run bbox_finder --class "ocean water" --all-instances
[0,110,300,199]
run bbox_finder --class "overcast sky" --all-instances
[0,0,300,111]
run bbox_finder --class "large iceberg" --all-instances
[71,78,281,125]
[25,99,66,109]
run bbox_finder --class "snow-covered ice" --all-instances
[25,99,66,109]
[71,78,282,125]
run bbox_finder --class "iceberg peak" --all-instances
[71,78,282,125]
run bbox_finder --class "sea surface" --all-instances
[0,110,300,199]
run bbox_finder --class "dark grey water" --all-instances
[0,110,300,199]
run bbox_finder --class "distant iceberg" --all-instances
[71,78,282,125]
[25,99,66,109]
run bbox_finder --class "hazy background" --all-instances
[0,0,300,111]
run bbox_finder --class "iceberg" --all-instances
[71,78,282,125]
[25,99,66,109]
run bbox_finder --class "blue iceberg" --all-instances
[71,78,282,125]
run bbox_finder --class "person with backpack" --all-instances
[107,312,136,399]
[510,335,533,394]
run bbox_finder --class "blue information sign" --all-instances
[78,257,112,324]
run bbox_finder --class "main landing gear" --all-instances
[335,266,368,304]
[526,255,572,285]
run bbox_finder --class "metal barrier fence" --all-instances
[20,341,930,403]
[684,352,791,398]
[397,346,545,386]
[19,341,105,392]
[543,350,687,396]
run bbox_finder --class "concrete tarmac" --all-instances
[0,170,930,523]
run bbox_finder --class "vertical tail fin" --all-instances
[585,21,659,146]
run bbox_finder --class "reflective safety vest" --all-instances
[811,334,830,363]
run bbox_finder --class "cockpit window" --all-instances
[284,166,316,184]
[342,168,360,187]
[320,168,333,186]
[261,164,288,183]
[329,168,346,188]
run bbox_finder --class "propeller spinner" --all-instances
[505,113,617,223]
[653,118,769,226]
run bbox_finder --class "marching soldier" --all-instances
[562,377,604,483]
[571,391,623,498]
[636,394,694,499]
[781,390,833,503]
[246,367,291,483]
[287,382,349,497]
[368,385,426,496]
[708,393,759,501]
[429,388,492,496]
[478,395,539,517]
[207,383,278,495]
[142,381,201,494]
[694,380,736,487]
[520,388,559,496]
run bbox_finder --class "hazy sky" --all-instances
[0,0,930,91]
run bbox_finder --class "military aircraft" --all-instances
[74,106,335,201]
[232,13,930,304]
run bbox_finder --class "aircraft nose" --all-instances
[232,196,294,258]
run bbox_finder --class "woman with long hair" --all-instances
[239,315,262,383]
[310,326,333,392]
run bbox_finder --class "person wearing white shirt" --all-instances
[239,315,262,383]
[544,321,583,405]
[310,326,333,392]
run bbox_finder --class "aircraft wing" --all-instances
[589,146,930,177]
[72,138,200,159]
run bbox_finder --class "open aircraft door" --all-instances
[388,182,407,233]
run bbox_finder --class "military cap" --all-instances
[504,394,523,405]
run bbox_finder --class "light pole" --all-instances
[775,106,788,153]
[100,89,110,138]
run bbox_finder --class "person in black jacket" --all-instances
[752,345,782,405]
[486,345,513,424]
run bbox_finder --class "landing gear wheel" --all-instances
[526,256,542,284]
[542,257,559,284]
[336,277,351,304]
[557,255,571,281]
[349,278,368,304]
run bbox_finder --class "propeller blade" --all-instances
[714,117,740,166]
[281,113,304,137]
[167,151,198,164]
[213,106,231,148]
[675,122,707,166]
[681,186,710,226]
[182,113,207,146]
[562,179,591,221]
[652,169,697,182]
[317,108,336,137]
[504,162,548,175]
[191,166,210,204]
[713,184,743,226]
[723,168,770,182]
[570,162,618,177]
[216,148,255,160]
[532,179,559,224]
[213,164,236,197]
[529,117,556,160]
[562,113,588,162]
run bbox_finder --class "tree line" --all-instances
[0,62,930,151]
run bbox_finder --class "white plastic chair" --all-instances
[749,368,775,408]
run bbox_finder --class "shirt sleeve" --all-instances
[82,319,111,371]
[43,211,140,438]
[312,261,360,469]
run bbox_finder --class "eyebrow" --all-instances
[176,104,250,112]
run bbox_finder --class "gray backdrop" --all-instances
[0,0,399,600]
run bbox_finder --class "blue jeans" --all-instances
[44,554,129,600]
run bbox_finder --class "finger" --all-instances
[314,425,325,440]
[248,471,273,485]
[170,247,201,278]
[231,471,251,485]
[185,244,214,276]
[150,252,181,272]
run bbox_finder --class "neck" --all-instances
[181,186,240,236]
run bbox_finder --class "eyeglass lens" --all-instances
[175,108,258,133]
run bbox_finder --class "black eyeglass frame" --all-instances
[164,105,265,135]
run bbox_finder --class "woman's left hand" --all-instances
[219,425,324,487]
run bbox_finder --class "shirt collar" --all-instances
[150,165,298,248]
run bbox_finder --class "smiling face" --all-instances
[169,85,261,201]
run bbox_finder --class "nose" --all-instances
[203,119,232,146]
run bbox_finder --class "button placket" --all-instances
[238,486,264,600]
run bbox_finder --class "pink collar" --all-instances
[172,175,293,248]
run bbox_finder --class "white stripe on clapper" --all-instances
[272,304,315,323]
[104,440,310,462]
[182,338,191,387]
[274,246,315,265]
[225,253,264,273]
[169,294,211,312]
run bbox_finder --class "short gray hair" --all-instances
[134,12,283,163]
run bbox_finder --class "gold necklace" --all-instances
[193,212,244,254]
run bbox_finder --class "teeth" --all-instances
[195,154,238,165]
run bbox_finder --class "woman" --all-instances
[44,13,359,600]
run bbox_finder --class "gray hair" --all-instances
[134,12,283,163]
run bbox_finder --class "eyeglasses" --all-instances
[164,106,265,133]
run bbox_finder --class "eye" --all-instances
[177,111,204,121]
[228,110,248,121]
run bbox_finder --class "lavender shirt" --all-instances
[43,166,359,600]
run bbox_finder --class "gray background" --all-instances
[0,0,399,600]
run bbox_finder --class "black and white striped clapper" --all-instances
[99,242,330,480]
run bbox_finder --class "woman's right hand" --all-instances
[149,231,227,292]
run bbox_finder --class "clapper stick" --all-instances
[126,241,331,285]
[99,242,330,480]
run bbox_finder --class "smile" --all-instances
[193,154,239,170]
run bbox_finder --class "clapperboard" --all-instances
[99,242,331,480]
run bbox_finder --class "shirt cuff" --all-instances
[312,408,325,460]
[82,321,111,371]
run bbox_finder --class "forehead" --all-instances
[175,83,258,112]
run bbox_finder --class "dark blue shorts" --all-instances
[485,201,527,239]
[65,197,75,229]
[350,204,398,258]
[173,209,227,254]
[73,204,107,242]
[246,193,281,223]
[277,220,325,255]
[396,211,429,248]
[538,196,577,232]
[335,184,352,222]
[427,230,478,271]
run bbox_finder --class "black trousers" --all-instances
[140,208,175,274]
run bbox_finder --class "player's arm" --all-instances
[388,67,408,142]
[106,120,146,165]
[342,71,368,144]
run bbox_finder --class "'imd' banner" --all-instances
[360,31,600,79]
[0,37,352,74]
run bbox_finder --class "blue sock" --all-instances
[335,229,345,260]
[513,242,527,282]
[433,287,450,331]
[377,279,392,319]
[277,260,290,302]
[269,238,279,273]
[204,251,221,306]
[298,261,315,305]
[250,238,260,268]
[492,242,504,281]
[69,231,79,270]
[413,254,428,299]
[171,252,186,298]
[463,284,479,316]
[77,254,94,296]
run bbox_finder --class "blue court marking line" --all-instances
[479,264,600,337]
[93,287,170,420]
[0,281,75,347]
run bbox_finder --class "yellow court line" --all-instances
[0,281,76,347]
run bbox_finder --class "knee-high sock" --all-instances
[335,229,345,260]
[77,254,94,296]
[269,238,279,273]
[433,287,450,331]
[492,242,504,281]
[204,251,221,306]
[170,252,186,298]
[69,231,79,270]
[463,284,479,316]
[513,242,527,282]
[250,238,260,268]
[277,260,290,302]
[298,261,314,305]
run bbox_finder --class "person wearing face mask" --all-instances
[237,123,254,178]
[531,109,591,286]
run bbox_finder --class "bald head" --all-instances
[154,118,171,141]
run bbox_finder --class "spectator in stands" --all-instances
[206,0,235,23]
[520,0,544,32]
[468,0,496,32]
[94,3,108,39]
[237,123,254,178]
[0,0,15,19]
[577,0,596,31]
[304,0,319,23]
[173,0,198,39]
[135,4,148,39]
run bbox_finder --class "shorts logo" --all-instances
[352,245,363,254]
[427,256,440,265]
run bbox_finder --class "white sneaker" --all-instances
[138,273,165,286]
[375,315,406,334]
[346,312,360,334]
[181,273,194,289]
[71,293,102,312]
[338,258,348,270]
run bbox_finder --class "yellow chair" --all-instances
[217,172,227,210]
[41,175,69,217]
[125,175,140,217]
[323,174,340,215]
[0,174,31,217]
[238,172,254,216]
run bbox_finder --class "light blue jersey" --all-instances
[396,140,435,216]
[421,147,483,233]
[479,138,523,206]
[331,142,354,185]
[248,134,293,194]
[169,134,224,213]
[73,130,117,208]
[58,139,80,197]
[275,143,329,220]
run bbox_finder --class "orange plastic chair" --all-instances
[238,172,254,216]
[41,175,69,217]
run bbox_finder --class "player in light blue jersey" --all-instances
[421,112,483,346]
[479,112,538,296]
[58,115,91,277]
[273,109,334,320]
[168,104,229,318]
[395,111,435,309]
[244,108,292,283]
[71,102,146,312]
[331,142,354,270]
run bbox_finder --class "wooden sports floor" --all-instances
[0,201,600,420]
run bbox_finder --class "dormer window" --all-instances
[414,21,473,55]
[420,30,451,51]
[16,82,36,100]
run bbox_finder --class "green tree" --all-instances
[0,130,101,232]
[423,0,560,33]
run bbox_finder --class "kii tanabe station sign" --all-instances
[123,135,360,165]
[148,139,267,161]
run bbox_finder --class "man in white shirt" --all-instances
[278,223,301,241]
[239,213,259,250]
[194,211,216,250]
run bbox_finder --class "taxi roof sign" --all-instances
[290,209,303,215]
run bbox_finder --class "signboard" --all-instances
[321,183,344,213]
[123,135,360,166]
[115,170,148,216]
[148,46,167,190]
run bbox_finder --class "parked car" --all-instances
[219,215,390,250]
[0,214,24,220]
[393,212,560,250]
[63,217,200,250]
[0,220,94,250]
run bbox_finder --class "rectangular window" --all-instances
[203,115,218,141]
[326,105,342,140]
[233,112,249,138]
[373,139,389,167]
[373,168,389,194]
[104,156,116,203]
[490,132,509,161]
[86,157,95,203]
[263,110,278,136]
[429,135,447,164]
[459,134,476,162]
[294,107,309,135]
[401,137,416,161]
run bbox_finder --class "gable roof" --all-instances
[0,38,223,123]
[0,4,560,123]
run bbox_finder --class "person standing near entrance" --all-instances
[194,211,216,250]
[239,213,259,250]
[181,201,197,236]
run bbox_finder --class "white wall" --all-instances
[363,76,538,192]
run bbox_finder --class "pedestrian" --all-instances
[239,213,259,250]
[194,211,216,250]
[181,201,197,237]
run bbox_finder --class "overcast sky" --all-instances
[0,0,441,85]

────

Rewrite the records from the beginning through the line containing "[653,118,769,226]" as a two-column CSV with the headers command and boxes. Give one row for each run line, holding that line and the lines beneath it, with each value in one quoted field and its line breaks turned into spaces.

command,boxes
"run bbox_finder --class ""ocean water"" --all-instances","[0,110,300,199]"
"run bbox_finder --class ""overcast sky"" --all-instances","[0,0,300,111]"
"run bbox_finder --class ""large iceberg"" --all-instances","[71,78,281,125] [25,99,66,109]"
"run bbox_finder --class ""snow-covered ice"" --all-instances","[25,99,66,109] [71,78,282,125]"
"run bbox_finder --class ""iceberg peak"" --all-instances","[71,78,282,125]"
"run bbox_finder --class ""sea surface"" --all-instances","[0,110,300,199]"
"run bbox_finder --class ""dark grey water"" --all-instances","[0,110,300,199]"
"run bbox_finder --class ""distant iceberg"" --all-instances","[71,78,282,125] [25,99,66,109]"
"run bbox_finder --class ""hazy background"" --all-instances","[0,0,300,111]"
"run bbox_finder --class ""iceberg"" --all-instances","[71,78,282,125] [25,99,66,109]"
"run bbox_finder --class ""blue iceberg"" --all-instances","[71,78,282,125]"
"run bbox_finder --class ""person with backpack"" --all-instances","[107,312,136,399] [510,335,533,394]"
"run bbox_finder --class ""blue information sign"" --all-instances","[78,257,112,324]"
"run bbox_finder --class ""main landing gear"" --all-instances","[335,266,368,304] [526,255,572,285]"
"run bbox_finder --class ""metal barrier fence"" --all-instances","[20,341,930,403] [684,352,791,398] [397,346,545,386] [19,341,105,392] [543,350,687,396]"
"run bbox_finder --class ""concrete tarmac"" --all-instances","[0,170,930,523]"
"run bbox_finder --class ""vertical tail fin"" --all-instances","[585,21,659,146]"
"run bbox_finder --class ""reflective safety vest"" --all-instances","[811,334,830,363]"
"run bbox_finder --class ""cockpit window"" --all-instances","[284,166,316,184] [342,168,360,187] [320,168,333,186] [261,164,288,183] [329,168,346,188]"
"run bbox_finder --class ""propeller spinner"" --all-instances","[505,113,617,223] [653,118,769,226]"